--- START ---

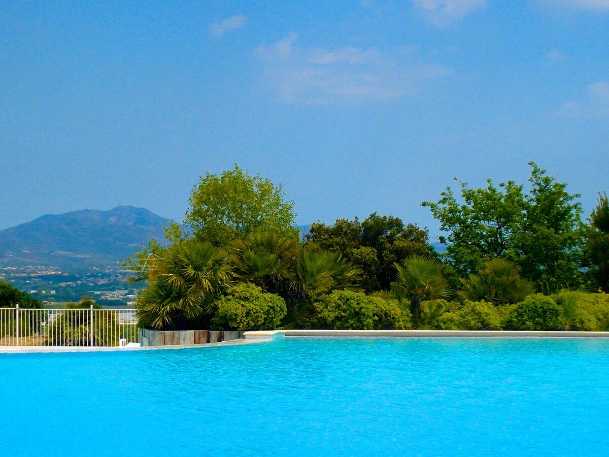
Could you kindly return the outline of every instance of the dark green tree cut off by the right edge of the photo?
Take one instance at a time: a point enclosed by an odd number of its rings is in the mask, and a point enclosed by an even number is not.
[[[609,199],[600,195],[590,216],[586,238],[586,257],[596,286],[609,292]]]

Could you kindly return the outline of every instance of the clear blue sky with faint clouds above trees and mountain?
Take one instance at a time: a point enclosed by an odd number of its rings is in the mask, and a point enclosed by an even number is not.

--- END ---

Work instructions:
Output all the entries above verbatim, please. No images.

Solved problem:
Could you kindly return the outline of every instance of the dark green tree cut off by the right edge of the photo?
Take one instance at a time: a point enclosed by an odd number of its rings is in the mask, and a point enclosed by an even number is not.
[[[609,199],[600,195],[590,216],[586,238],[586,257],[596,286],[609,292]]]

Could you kindly return the outline of every instance of the clear blue sky with faint clouds above trees and mountain?
Take one instance at a time: a point enclosed by an odd number of its rings is in the mask, and a point enclosed by an even number is not.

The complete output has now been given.